## Given passage
___

Isaac Newton was an English mathematician, natural philosopher, theologian, alchemist and one of the most influential scientists in human history. His Philosophiae Naturalis Principia Mathematica is considered to be one of the most influential books in the history of science, laying the groundwork for most of classical mechanics by describing universal gravitation and the three laws of motion. In mathematics, Newton shares the credit with Gottfried Leibniz for the development of the differential and integral calculus.

Because of the resounding impact of his work, Newton became a science icon, as did Albert Einstein after publishing his theory of relativity more than 200 years later. Many books, plays, and films focus on Newton or use Newton as a literary device. Newton's stature among scientists remains at the very top rank, as demonstrated by a 2005 survey of scientists in Britain's Royal Society (formerly headed by Newton) asking who had the greater effect on the history of science, Newton or Albert Einstein. Newton was deemed the more influential. In 1999, leading physicists voted Albert Einstein "greatest physicist ever"; Newton was the runner-up.

Visual arts
 William Blake created a colour copper engraving entitled Newton, in 1795. The engraving would serve as the basis for bronze statue Newton, made in 1995 by the sculptor Eduardo Paolozzi.

Poetry

English poet Alexander Pope was moved by Newton's accomplishments to write the famous epitaph:
Nature and nature's laws lay hid in night;
God said "Let Newton be" and all was light.

English poet J. C. Squire satirised this:
It could not last; the Devil shouting "Ho! Let Einstein be!" restored the status quo.

The following passage is from William Wordsworth's The Prelude, in which he describes a marble statue of Newton at Trinity College, Cambridge:
And from my pillow, looking forth by light
Of moon or favouring stars, I could behold
The antechapel where the statue stood
Of Newton with his prism and silent face,
The marble index of a mind for ever
Voyaging through strange seas of Thought, alone.

Jerusalem: The Emanation of the Giant Albion, William Blake
A Poem Sacred to the Memory of Sir Isaac Newton, James Thomson
The Movement of Bodies, Sheenagh Pugh

Literature

Books about Newton

Books featuring Newton as a character
 Newton and his alchemical experiments play a central role in the 2012 young adult novels The Prince of Soul and The Lighthouse by Fredrik Brounéus.
 Isaac Newton plays a significant role in The Age of Unreason, a series of four alternate history novels written by American science fiction and fantasy author Gregory Keyes.
 Newton is an important character in The Baroque Cycle by Neal Stephenson. A major theme of these novels is the emergence of modern science, with Newton's work in the Principia being prominent. Newton's interest in alchemy and the dispute over the discovery of calculus are prominent plot points, and there is a (fictional) debate on metaphysics between Newton and Gottfried Leibniz moderated by Caroline of Ansbach. The development of an economy based on money and credit is also a major theme, with Newton's time with the Royal Mint and intrigues against counterfeit leading to a Trial of the Pyx.

___

## Required task A
Reproduce the Newton passage starting with "Newton is an" and going on through "of the Pyx.", replacing "Neal Stephenson" with "a contemporary American novelist".
## Required task B
Extend the Newton passage with further prose that follows on from its final sentence.
The rows placed after the Newton passage were taken from a separate source.

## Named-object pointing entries
___

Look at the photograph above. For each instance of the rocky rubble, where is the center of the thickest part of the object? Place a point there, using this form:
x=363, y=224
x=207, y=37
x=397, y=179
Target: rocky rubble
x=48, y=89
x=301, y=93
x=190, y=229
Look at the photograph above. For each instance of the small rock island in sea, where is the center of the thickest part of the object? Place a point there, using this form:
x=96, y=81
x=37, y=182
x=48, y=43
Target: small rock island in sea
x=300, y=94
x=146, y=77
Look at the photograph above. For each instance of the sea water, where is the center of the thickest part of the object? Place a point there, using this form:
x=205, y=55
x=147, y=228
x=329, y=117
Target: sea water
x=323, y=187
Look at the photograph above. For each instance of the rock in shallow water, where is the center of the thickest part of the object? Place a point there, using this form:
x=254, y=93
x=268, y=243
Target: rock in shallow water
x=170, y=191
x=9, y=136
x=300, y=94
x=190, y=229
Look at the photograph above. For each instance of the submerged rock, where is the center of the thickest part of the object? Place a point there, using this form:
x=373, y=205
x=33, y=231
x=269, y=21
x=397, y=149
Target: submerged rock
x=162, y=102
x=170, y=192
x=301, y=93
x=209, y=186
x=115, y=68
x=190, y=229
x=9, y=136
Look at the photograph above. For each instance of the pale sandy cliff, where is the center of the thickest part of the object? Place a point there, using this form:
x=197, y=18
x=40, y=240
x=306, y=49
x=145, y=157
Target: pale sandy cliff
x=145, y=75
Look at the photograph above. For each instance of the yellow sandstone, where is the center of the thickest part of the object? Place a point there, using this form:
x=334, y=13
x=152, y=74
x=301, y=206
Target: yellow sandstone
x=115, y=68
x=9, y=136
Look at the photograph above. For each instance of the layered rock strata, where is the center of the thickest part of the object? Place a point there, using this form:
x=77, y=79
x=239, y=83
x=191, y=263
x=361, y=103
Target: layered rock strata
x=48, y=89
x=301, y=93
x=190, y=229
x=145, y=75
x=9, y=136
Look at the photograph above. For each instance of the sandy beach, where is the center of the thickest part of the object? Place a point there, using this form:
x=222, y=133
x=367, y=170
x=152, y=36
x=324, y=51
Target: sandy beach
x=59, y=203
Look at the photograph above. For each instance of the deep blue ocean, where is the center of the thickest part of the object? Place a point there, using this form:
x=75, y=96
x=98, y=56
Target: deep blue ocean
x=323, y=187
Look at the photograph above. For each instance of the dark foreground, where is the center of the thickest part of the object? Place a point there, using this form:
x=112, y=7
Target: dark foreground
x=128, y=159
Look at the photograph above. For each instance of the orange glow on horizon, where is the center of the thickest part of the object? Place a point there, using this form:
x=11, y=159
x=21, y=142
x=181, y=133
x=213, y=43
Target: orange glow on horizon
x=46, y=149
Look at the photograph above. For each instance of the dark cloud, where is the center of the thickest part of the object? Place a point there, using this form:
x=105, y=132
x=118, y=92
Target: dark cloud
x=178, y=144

___

## Written answer A
Newton is an important character in The Baroque Cycle by a contemporary American novelist. A major theme of these novels is the emergence of modern science, with Newton's work in the Principia being prominent. Newton's interest in alchemy and the dispute over the discovery of calculus are prominent plot points, and there is a (fictional) debate on metaphysics between Newton and Gottfried Leibniz moderated by Caroline of Ansbach. The development of an economy based on money and credit is also a major theme, with Newton's time with the Royal Mint and intrigues against counterfeit leading to a Trial of the Pyx.

## Written answer B
 Newton is a recurring character in Gotlib's Rubrique-à-Brac series of comics, where he repeatedly discovers gravity or randomly bizarre laws after being (often very heavily) hit on the head by various objects, including the famous apple.
 Newton is the protagonist of the 2002 Philip Kerr novel Dark Matter, set during the Great Recoinage.
 Newton is a major character in Michael White's 2006 novel Equinox.
 'Sir Isaac Newton' is a newt in The Tale of Mr. Jeremy Fisher by Beatrix Potter.
 The 2017 novel A Dragon's Guide to Making Your Human Smarter by Laurence Yep features Newton as a character, having lived to the present day due to finding the Philosopher's Stone. He is a teacher at the Spriggs Academy for ordinary humans and magical beings, and continues to create innovations such as a wormhole generator. Newton also displays a wry sense of humor, using his invention to prank Charles II, supposedly on the grounds of refusing to knight him.
 Newton is a significant historical character in Marvel's 616 universe, first as an inductee and subsequent member of the Brotherhood of the Shield, then as the sorcerer supreme of his era. He is shown to be super-intelligent and inventive and often plays a villainous role.

Books featuring Newton as a plot element
 Newton's alleged participation in the Priory of Sion; Newton's grave in Westminster Abbey provides the crucial clue in the mystery thriller The Da Vinci Code.
 Newton is credited as having invented the pet door (cat flap) as a monumental life achievement in Douglas Adams’s Dirk Gently's Holistic Detective Agency (1987).
 "Ghostwalk" is a story mainly about the mystery between Newton and Ezekiel Foxcroft's crime.
 In Ben Aaronovitch's Peter Grant series of novels, Newton formalised the system and practice of magic in the United Kingdom in a process referred to as "The Newtonian Synthesis". Newton was also a founder of The Folly, the United Kingdom's state magical institution.

Plays
 Arcadia, Tom Stoppard, includes long discussions of topics of mathematical interest including: Fermat's Last Theorem and Newtonian determinism
 Five Fugues For Isaac Newton, Rae Davis
 Calculus, Carl Djerassi
 Small Infinities, Alan Brody, MIT
 Character in the play In Good King Charles's Glorious Days - by George Bernard Shaw
 The Physicists, a satiric drama by Friedrich Dürrenmatt
 Let Newton Be!, a verbatim play constructed from the published and unpublished words of Newton and his immediate contemporaries by Craig Baxter

TV and radio
 In 1982, Dan Kern played Newton in an episode of Voyagers!, "Cleo and the Babe".
 From 1983 until 1998, Newton's Apple ran on PBS and was based around answering science questions for children.
 Trevor Howard guest-starred as Newton in the 1986 mini-series Peter the Great.
 In 1993, John Neville played Newton in an episode of Star Trek: The Next Generation, "Descent".
 In 1996, Newton was the main villain of the anime The Vision of Escaflowne as Emperor Dornkirk.
 In 1996 and 1997, Newton was played by Peter Dennis in the Star Trek: Voyager episodes "Death Wish" and "Darkling".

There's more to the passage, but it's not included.